*** Dataset rows

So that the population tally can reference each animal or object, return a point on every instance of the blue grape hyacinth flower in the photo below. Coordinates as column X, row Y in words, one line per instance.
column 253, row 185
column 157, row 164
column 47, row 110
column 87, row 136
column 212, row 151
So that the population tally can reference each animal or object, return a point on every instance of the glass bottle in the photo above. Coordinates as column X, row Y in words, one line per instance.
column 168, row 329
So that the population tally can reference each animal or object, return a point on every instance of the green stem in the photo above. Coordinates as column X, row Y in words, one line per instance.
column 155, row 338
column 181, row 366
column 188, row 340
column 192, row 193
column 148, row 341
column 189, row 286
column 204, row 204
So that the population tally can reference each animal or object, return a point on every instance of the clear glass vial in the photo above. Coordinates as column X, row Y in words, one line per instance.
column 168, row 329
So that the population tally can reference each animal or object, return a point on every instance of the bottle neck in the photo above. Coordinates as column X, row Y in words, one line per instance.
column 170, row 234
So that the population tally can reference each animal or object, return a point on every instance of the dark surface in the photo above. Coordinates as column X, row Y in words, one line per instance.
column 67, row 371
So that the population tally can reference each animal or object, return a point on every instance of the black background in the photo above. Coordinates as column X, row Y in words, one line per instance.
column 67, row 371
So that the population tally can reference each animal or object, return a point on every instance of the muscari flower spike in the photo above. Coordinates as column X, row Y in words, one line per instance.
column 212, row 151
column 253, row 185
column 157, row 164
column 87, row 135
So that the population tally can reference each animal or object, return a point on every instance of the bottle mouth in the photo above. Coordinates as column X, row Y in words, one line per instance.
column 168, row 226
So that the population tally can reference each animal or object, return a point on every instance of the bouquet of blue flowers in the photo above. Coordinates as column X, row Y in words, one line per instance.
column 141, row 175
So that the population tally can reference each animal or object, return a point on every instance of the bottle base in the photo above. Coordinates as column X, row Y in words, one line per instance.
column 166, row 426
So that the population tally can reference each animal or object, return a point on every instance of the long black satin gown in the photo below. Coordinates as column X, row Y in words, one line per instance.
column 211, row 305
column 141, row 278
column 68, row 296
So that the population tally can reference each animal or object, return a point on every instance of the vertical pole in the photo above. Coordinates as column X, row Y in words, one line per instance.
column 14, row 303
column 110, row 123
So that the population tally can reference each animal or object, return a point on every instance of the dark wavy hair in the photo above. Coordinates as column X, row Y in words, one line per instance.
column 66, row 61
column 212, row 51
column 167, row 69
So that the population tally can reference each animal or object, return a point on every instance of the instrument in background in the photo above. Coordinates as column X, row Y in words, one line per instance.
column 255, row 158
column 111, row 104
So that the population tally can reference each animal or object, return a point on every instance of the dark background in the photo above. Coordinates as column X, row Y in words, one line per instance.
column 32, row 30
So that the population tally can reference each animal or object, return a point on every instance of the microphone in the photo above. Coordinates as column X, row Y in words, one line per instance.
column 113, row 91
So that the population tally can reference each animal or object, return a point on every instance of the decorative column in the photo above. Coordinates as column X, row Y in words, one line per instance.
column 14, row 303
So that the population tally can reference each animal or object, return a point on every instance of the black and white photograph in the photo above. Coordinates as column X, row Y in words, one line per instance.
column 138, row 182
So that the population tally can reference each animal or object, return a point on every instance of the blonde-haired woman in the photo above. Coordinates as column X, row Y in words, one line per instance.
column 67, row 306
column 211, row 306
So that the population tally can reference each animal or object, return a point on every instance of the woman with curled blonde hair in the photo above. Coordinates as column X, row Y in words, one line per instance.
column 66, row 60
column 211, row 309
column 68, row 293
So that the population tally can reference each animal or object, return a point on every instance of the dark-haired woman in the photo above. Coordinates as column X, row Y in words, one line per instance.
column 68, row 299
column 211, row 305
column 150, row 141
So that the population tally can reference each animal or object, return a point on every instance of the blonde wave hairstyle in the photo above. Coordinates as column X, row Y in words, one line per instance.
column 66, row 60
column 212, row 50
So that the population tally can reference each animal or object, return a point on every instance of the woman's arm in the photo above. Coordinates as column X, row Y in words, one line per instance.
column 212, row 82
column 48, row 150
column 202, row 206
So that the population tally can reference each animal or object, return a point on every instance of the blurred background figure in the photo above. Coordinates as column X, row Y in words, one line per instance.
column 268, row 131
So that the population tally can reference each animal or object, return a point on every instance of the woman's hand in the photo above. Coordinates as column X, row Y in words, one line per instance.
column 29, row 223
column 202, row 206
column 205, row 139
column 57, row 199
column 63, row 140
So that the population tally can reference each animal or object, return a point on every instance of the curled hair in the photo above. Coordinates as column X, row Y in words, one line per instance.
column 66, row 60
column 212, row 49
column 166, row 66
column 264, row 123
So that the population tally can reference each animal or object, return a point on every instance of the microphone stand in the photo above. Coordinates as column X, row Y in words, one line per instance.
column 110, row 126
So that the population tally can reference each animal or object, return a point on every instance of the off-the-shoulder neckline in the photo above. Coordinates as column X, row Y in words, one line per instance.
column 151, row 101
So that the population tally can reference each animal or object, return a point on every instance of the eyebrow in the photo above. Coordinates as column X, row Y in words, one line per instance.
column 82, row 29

******
*** Dataset rows

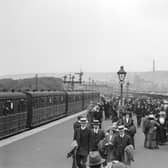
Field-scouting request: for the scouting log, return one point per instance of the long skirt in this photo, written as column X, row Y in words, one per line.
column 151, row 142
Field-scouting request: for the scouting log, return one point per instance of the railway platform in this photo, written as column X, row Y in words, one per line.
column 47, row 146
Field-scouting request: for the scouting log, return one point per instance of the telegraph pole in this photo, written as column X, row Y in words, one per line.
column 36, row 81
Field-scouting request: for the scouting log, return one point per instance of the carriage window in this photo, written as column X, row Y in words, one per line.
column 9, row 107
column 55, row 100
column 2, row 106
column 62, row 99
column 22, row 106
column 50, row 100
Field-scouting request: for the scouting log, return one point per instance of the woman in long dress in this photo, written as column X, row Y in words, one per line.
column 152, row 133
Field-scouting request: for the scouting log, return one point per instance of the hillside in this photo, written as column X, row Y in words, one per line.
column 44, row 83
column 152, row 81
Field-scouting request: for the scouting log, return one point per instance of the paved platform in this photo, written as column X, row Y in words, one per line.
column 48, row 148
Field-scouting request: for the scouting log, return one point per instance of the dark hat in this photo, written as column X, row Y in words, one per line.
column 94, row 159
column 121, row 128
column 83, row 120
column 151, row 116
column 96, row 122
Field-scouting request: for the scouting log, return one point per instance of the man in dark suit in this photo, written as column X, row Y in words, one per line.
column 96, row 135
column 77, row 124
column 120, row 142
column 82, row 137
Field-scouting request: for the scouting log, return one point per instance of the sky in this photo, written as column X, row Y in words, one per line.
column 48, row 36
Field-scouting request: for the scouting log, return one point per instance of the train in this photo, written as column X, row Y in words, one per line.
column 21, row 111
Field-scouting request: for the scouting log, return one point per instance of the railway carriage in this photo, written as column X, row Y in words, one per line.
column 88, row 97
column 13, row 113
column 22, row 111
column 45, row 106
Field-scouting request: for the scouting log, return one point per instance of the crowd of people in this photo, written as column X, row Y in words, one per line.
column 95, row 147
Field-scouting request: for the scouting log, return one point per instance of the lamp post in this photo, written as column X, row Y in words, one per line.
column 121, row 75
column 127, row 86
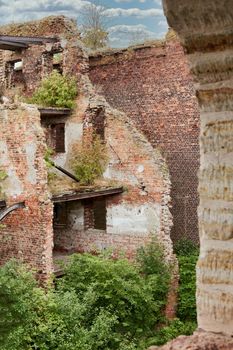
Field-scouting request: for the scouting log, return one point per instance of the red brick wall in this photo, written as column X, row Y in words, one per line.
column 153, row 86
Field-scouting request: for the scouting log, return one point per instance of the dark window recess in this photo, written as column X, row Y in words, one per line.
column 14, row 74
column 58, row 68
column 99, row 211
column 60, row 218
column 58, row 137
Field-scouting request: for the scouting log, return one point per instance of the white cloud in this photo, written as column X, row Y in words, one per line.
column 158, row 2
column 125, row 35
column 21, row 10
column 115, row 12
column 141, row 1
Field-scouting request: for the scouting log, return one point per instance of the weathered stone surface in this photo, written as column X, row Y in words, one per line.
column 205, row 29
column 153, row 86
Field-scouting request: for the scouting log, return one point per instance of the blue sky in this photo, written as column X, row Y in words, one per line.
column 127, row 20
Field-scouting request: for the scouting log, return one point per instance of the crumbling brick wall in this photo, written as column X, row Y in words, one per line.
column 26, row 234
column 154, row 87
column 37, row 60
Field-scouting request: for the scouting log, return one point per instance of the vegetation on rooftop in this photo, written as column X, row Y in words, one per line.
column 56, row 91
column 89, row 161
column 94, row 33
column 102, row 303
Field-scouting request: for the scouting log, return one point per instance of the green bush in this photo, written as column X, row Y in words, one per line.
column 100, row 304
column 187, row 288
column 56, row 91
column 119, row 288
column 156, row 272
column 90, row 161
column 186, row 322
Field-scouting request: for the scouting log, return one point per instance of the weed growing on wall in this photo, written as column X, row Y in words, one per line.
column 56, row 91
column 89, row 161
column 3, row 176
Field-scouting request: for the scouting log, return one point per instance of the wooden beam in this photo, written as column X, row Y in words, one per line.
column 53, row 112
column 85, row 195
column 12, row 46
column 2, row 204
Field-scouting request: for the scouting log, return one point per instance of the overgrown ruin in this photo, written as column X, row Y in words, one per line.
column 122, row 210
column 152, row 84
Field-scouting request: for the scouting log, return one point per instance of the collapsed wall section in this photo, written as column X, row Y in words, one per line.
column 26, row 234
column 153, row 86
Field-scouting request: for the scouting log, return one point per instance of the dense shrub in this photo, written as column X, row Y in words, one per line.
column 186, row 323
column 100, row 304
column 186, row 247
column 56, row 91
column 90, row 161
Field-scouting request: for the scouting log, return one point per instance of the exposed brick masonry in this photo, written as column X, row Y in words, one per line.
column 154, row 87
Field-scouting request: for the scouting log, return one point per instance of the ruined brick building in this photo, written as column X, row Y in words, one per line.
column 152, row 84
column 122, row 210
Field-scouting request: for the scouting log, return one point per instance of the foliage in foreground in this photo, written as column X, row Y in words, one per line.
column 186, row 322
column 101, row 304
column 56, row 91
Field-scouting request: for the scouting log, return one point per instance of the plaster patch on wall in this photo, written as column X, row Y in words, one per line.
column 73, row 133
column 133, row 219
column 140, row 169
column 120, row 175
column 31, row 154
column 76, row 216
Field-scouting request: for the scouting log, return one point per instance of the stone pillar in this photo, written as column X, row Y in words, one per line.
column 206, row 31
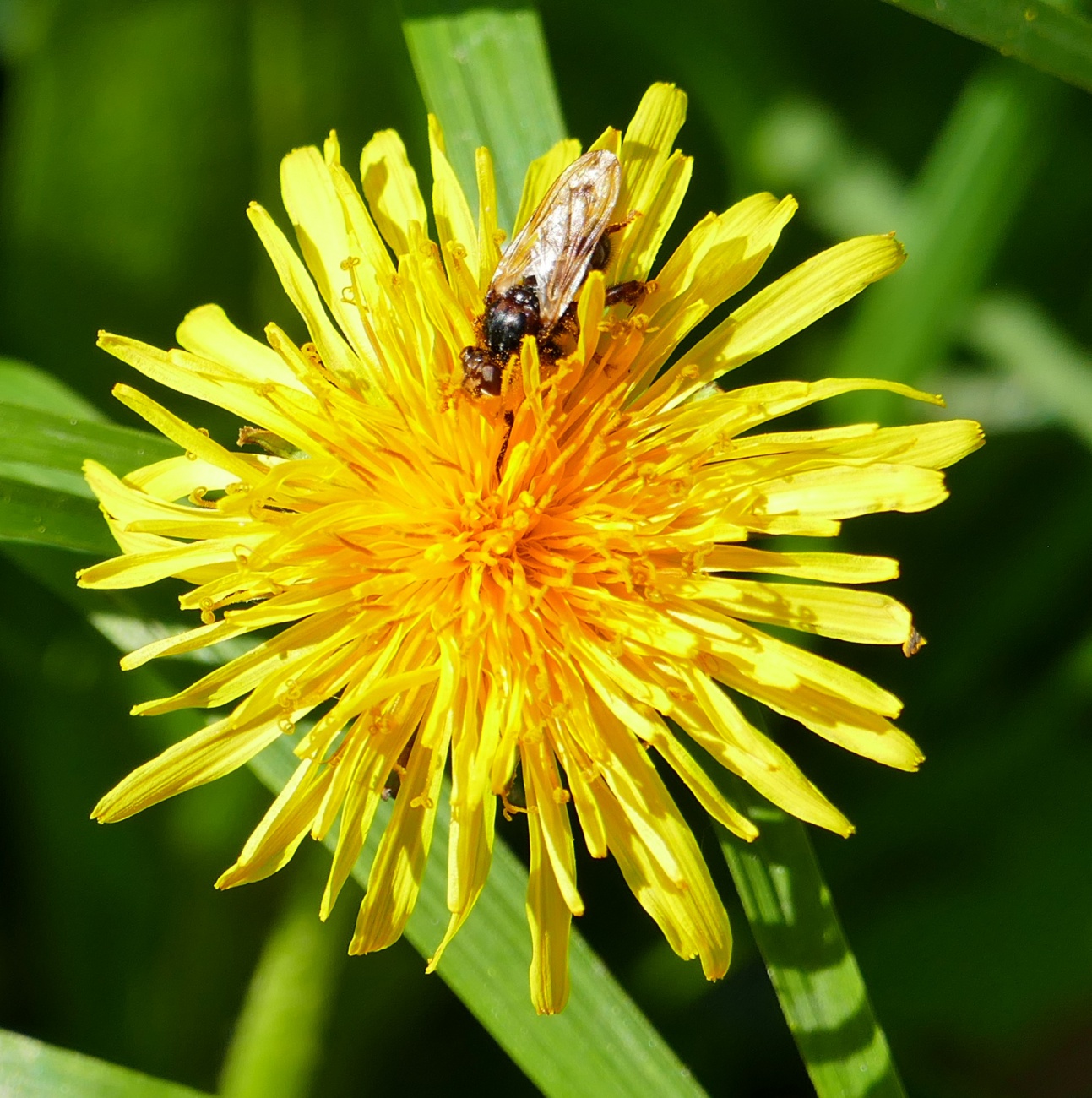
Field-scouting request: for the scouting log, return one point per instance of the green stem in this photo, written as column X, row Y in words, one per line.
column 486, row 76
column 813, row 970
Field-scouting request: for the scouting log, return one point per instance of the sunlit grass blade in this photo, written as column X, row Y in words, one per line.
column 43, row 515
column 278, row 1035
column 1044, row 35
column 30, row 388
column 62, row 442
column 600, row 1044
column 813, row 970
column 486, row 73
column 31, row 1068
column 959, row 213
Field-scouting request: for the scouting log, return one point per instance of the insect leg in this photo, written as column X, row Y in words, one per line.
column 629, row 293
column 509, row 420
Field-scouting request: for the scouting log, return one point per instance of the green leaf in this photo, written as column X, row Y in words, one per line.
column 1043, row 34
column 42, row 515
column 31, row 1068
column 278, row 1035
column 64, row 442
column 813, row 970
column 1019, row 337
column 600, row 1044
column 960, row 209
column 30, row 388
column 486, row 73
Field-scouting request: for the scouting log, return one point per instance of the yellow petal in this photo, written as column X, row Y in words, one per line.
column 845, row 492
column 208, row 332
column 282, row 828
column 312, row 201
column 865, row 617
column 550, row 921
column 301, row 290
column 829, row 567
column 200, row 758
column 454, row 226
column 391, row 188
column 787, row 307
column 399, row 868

******

*Stated problem*
Copy out the lines running from the one that contains "of the crumbling" through the one that contains "column 37, row 60", including both of those lines.

*Full response*
Field-scouting request: for the scouting log, return one point per instance of the crumbling brick wall in this photo, written as column X, row Y in words, one per line.
column 26, row 234
column 154, row 87
column 37, row 60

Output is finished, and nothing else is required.